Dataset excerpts
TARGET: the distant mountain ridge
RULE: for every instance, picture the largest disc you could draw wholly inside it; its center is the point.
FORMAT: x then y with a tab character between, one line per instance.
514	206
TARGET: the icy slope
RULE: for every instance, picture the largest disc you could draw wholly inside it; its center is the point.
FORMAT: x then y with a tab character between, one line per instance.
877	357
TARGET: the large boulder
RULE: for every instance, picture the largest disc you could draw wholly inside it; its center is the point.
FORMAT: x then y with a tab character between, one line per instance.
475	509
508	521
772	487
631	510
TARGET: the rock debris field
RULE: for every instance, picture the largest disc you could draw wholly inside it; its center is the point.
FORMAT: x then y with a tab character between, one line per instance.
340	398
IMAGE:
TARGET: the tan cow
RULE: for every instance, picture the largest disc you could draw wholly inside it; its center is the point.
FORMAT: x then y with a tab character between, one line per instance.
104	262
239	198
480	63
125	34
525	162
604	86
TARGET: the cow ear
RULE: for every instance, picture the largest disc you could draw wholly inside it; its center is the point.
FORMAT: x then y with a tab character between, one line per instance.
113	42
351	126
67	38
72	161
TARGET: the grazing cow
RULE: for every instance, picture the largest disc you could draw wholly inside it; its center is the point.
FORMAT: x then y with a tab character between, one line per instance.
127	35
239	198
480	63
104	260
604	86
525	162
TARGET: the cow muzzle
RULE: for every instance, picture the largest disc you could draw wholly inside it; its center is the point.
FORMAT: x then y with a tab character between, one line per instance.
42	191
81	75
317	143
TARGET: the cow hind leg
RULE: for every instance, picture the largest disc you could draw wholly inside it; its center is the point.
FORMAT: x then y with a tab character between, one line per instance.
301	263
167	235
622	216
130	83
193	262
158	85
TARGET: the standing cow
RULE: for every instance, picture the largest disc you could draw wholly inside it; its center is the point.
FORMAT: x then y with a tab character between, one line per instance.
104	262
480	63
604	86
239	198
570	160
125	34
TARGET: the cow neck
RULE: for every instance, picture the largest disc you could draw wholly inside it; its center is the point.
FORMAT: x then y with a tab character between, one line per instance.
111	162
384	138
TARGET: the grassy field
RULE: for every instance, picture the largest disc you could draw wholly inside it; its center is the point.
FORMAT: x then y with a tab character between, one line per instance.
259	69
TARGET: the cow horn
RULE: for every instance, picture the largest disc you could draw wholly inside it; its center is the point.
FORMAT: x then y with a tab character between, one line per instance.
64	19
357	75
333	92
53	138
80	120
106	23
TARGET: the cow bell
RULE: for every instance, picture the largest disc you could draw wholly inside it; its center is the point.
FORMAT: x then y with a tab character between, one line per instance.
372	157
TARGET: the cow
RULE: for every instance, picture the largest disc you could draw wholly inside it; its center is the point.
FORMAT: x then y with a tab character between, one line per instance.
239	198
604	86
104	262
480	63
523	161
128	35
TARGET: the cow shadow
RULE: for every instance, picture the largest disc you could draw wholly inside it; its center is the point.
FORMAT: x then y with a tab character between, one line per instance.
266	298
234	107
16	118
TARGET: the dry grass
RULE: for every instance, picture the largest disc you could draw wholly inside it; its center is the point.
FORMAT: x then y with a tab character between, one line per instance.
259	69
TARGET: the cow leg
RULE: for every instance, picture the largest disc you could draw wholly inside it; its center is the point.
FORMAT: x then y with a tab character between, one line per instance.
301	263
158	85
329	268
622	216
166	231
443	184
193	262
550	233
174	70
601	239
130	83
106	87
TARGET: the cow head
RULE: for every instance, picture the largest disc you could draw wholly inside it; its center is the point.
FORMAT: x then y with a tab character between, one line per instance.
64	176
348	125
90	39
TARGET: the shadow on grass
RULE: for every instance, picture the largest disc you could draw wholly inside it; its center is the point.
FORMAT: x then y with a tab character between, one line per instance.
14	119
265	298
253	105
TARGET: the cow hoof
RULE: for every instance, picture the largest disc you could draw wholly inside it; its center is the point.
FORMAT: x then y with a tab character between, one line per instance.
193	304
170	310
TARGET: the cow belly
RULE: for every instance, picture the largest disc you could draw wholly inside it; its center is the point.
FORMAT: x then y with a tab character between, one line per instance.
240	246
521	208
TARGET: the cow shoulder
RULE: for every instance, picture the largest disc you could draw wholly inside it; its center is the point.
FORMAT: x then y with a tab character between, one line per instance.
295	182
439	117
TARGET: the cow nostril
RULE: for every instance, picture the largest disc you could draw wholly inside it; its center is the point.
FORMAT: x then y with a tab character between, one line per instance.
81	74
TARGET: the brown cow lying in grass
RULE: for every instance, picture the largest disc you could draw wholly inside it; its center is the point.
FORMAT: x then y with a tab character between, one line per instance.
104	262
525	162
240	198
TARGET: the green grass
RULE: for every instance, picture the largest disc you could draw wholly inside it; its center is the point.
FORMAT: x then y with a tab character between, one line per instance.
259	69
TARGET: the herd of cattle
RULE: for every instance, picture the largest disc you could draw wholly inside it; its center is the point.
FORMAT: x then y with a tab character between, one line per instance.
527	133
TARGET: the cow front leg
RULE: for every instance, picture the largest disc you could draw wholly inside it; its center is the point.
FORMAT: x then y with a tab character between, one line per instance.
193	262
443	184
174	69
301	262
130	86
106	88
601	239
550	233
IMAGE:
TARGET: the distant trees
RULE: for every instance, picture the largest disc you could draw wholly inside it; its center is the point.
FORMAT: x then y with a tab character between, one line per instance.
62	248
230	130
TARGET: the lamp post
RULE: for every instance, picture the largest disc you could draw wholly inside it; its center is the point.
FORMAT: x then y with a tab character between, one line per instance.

#### TASK GOAL
Would you restate each of the entries word for word?

#### EXERCISE SOLUTION
TARGET: the distant mountain ridge
RULE: for every instance, picture the largest disc you could draw wholly inside it; its center is the point.
FORMAT: x then y with a tab character between, one line per instance.
514	206
TARGET: the icy slope
RULE: for every instance, picture the largest disc you could draw wholly inside it; its center is the point.
FORMAT: x then y with a tab character between, one line per instance.
877	357
TARGET: the large boulder
RULE: for every instance, picture the largest disc you could draw wholly inside it; its center is the point.
FORMAT: x then y with a tab character between, one line per instance.
475	509
508	521
772	487
631	510
TARGET: the rock debris field
RULE: for every instance, picture the largest disc you could draw wholly inside it; its center is the point.
FORMAT: x then y with a tab character between, one line per instance.
340	398
IMAGE:
TARGET: the tan cow
RULE: for every instance, picture the largest disc you could draw wholly inside it; its center is the point.
FORMAT: x then y with a tab character between, one line per instance.
104	262
239	198
480	63
125	34
525	162
604	86
TARGET: the cow ear
RULE: for every instance, picture the largest disc you could draw wholly inside it; its center is the point.
FORMAT: x then y with a tab character between, one line per instance.
113	42
351	126
67	38
72	161
TARGET: the grazing cow
RULE: for every instance, picture the largest disc you could draw wholly inside it; its center is the point.
FORMAT: x then y with a tab character between, one line per instance.
127	35
239	198
480	63
104	260
604	86
525	162
TARGET: the cow muzzle
RULE: for every instance, picture the largest disc you could draw wholly inside it; its center is the point.
FORMAT: x then y with a tab character between, one line per instance.
42	191
81	75
317	143
TARGET: the cow hind leg
RULE: for every instance, picture the largest disc you could draw wholly inside it; its center is the point.
FORMAT: x then y with a tab character between, one line per instance.
301	263
167	235
622	216
130	83
193	262
158	85
TARGET: the standing cow
RULE: for every instance, picture the largest disc you could draw wholly inside it; its center is the point.
FORMAT: x then y with a tab character between, one line per instance.
104	262
480	63
604	86
239	198
570	160
125	34
TARGET: the cow neck
RULE: for every instance, picture the largest disc you could draw wholly inside it; its center is the point.
FORMAT: x then y with a tab character between, one line per instance.
111	162
384	138
TARGET: the grassy field
RULE: for every instance, picture the largest disc you could draw wholly inside it; its center is the point.
FORMAT: x then y with a tab character between, one line per instance.
259	69
TARGET: the cow horn
RULE: for every instance, picture the largest disc you could draw wholly inside it; its center is the point.
FORMAT: x then y with a tab character between, one line per instance.
64	19
357	75
333	92
53	138
80	120
106	23
TARGET: the cow bell
RULE: for every instance, picture the largest disc you could draw wholly inside it; its center is the point.
FORMAT: x then y with a tab character between, one line per instance.
372	157
TARGET: the cow
RULE: for every instance, picture the largest disc you could draw wholly inside it; its center is the point.
FORMAT: x then y with a tab character between, one line per instance.
239	198
604	86
104	262
480	63
523	161
128	35
TARGET: the cow shadow
RULE: for every instance, picture the largest disc you could draw wholly inside it; its center is the point.
FORMAT: x then y with a tab character between, one line per instance.
266	298
234	107
16	118
TARGET: the dry grass
RULE: for every instance, picture the largest disc you could draw wholly inside it; its center is the point.
FORMAT: x then y with a tab character between, one line per instance.
259	69
TARGET: the cow leg
RULE: for every instance, picture the largest disc you could draw wholly inside it; its center is the point.
FORMAT: x then y with a tab character between, one line per instance.
301	263
158	85
329	268
622	216
166	231
443	184
193	262
550	233
174	70
601	239
130	83
106	87
TARGET: the cow head
RULE: for every instance, picture the largest disc you could draw wholly inside it; its center is the point.
FORMAT: x then y with a tab character between, one line per instance.
64	176
348	125
90	39
TARGET: the shadow on grass
RULE: for every instance, picture the largest disc you could draw wholly inside it; its center is the point.
FORMAT: x then y with a tab character between, one line per instance.
14	119
265	298
253	105
TARGET: the cow hoof
RULE: for every instance, picture the largest disc you could draw wholly inside it; its center is the point.
FORMAT: x then y with a tab character between, one line per instance.
193	304
170	310
TARGET: the cow belly
RULE: for every instance, picture the largest disc you could draw wholly inside it; its center is the point.
FORMAT: x then y with a tab character between, one line per instance.
240	246
521	208
TARGET: the cow shoulder
RULE: for every instance, picture the largest disc you could draw wholly inside it; its center is the point.
FORMAT: x then y with a tab character between, one line per instance.
295	182
439	117
TARGET: the cow nostril
RULE: for every instance, picture the largest disc you could draw wholly inside it; its center is the point.
FORMAT: x then y with a tab character between, one line per instance.
81	74
TARGET: the brown cow lying in grass
RULE: for every instance, picture the largest disc you could draw wholly inside it; its center is the point.
FORMAT: x then y with a tab character between, one line per instance.
104	262
525	162
240	198
TARGET: the green grass
RULE: for every instance, picture the largest disc you could draw wholly inside it; its center is the point.
FORMAT: x then y with a tab character between, one line per instance.
259	69
TARGET: the herd of cattle
RULE: for every instance, picture the largest disc you could draw wholly inside it; its center is the point.
FORMAT: x then y with a tab character between, one line per instance.
527	133
TARGET: the cow front leg
RULE: for every instance, picture the largest disc you could draw wholly inside it; its center is the point.
FORMAT: x then y with a tab character between, one line per instance.
193	262
443	184
174	69
301	262
130	86
106	88
601	239
550	233
IMAGE:
TARGET: the distant trees
RULE: for every instance, picture the largest disc you could draw wholly inside it; its center is the point.
FORMAT: x then y with a tab character between, one line per instance.
62	248
230	130
TARGET: the lamp post
RULE: for every instance, picture the largest disc you could draw wholly inside it; its center is the point.
FORMAT: x then y with a tab character between, one line per instance.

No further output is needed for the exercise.